**The exercise**
Give back the line where "Set-play tagging: locate each instance of the concrete fence" appears and all the lines after it until the listing ends, unchanged and with nothing else.

* Begin Provided entries *

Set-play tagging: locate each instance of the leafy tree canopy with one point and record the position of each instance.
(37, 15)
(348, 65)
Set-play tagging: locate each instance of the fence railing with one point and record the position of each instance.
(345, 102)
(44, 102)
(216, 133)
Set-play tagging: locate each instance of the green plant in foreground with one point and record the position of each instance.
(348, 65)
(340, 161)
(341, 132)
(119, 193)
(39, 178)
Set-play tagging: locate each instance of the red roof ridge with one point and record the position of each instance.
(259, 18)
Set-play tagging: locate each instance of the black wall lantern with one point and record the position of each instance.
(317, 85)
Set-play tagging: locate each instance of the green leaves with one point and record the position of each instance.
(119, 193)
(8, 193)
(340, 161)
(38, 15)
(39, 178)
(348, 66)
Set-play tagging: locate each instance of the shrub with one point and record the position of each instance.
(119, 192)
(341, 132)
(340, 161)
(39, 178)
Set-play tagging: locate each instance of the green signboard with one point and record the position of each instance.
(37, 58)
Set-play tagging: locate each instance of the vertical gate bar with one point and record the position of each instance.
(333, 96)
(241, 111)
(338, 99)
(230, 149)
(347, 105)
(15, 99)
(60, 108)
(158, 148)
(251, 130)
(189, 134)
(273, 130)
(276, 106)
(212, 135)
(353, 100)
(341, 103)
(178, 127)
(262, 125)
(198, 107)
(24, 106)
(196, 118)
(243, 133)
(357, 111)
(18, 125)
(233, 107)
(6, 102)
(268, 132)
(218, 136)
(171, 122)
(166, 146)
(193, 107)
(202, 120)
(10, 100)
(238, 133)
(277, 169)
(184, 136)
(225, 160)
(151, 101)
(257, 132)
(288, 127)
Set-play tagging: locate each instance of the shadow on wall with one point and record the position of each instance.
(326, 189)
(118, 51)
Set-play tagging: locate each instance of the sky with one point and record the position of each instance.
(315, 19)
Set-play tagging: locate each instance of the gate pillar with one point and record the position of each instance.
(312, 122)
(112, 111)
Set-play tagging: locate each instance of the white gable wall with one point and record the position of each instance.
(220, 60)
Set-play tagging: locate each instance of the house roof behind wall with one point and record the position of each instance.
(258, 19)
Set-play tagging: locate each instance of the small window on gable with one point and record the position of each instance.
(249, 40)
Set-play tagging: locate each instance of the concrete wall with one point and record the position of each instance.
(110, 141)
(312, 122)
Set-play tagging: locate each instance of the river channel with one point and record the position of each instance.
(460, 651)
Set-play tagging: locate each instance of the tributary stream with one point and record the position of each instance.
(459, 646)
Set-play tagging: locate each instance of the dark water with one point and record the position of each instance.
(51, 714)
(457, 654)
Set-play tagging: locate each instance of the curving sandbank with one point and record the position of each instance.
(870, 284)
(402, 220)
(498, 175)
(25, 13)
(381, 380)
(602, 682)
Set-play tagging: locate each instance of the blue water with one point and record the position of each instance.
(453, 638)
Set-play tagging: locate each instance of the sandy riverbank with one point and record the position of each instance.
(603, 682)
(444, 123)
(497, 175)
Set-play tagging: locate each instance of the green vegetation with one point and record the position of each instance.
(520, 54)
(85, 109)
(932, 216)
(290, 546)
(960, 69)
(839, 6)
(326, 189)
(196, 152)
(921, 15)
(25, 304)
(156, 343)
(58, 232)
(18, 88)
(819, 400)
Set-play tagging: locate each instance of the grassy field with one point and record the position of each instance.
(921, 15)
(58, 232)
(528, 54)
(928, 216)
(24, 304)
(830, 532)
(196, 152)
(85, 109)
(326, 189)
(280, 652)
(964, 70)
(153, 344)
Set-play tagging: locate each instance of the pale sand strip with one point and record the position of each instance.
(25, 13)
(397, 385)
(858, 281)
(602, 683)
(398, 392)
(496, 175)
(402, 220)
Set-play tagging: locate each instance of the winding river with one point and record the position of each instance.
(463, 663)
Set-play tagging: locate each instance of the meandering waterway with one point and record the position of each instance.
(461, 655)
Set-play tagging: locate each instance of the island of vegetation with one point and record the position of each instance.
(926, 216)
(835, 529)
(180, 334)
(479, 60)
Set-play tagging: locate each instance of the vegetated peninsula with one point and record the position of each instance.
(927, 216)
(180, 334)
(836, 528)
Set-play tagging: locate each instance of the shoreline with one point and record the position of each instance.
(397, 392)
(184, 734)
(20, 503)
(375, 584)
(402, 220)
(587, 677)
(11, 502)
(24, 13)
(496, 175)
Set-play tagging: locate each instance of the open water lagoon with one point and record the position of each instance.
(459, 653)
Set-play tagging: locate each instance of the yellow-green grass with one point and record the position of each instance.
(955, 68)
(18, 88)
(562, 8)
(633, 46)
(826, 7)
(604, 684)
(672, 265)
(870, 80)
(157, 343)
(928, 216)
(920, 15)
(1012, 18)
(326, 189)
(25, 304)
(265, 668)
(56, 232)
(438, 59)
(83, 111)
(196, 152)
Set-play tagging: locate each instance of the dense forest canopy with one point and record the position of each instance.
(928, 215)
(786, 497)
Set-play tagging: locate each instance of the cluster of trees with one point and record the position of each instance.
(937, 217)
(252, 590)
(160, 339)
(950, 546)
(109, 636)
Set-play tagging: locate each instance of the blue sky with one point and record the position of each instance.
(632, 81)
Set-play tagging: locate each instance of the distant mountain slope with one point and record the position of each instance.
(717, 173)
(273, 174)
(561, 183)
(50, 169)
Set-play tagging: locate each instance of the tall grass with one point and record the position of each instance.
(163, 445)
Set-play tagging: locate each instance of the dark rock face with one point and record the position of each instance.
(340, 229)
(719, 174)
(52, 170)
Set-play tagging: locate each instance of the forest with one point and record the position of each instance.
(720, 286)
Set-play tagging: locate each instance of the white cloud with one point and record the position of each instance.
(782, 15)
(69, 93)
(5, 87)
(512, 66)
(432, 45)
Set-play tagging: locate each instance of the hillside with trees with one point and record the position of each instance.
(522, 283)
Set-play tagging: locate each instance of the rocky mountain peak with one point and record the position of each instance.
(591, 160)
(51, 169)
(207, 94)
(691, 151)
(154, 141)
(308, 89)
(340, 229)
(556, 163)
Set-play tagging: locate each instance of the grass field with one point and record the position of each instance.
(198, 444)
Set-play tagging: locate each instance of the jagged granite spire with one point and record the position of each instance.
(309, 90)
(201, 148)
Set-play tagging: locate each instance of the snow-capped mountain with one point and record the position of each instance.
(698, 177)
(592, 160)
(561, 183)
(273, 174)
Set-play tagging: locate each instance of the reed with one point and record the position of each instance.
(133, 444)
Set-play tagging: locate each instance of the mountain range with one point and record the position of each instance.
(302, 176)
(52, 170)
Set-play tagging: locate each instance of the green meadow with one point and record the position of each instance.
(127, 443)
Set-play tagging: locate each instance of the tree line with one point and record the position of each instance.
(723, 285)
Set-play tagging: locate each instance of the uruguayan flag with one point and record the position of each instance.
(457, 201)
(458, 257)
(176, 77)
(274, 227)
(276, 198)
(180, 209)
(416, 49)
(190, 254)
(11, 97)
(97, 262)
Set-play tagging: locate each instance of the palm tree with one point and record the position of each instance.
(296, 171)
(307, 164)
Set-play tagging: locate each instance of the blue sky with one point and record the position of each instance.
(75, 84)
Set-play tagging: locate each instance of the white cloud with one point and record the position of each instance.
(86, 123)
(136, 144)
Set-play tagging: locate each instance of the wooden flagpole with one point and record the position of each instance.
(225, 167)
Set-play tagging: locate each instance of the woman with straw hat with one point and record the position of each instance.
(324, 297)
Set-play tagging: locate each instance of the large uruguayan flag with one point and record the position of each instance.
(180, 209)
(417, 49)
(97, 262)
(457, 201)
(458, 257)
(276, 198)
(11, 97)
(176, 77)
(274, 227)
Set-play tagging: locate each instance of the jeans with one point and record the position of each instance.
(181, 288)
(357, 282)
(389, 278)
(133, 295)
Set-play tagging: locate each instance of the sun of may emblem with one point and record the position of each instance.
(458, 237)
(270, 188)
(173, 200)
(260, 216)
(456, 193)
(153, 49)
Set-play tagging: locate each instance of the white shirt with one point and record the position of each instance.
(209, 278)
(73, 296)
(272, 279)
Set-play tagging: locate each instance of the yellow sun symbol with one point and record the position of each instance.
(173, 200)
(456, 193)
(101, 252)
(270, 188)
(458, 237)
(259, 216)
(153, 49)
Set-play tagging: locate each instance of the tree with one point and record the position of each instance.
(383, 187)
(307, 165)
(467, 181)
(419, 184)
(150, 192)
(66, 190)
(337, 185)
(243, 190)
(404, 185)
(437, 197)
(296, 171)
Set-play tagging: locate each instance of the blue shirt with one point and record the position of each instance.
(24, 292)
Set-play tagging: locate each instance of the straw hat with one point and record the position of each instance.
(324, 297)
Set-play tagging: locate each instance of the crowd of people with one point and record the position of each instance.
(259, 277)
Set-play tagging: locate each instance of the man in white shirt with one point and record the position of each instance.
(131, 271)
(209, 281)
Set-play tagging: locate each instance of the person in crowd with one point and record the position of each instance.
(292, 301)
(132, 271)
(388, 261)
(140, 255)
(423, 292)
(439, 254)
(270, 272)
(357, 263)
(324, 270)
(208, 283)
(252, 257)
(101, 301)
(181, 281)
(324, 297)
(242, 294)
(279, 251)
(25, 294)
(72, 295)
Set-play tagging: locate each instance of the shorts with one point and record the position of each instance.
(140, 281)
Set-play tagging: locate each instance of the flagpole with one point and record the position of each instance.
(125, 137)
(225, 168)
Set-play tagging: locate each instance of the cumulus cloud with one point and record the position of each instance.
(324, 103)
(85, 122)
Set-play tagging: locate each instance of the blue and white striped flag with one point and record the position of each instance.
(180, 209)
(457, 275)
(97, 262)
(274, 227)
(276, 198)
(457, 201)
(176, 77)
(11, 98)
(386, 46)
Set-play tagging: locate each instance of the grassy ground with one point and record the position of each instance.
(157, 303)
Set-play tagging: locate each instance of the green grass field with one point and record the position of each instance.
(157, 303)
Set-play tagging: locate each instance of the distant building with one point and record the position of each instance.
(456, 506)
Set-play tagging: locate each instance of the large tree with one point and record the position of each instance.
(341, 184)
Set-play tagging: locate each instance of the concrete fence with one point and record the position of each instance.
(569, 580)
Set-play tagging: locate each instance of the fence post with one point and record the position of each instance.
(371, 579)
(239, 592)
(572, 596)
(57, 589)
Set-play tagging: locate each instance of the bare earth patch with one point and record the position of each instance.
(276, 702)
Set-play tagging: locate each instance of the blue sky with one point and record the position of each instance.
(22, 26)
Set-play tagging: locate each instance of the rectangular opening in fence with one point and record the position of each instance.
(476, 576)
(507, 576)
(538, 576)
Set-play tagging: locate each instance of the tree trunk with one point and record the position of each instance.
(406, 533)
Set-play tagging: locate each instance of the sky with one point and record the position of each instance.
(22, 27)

* End Provided entries *

**Problem solution**
Set-play tagging: locate each instance of the concrete fence with one point and record the position of each instance.
(569, 580)
Set-play tagging: locate each instance of the fence post with one point and record the position of each instance.
(371, 579)
(239, 592)
(572, 596)
(57, 589)
Set-play tagging: locate each instance of the bare earth patch with one point and record the position of each instance.
(276, 702)
Set-play tagging: locate each instance of the blue sky with one point and record the position of each instance.
(22, 26)
Set-play tagging: locate each instance of the rectangular opening in fence with one point and record the position of each instance.
(476, 576)
(507, 576)
(538, 576)
Set-play tagging: locate each instance of the tree trunk with one point and record the position of each instance.
(406, 533)
Set-play tagging: locate each instance of the sky with one point and record the position of each instance.
(22, 27)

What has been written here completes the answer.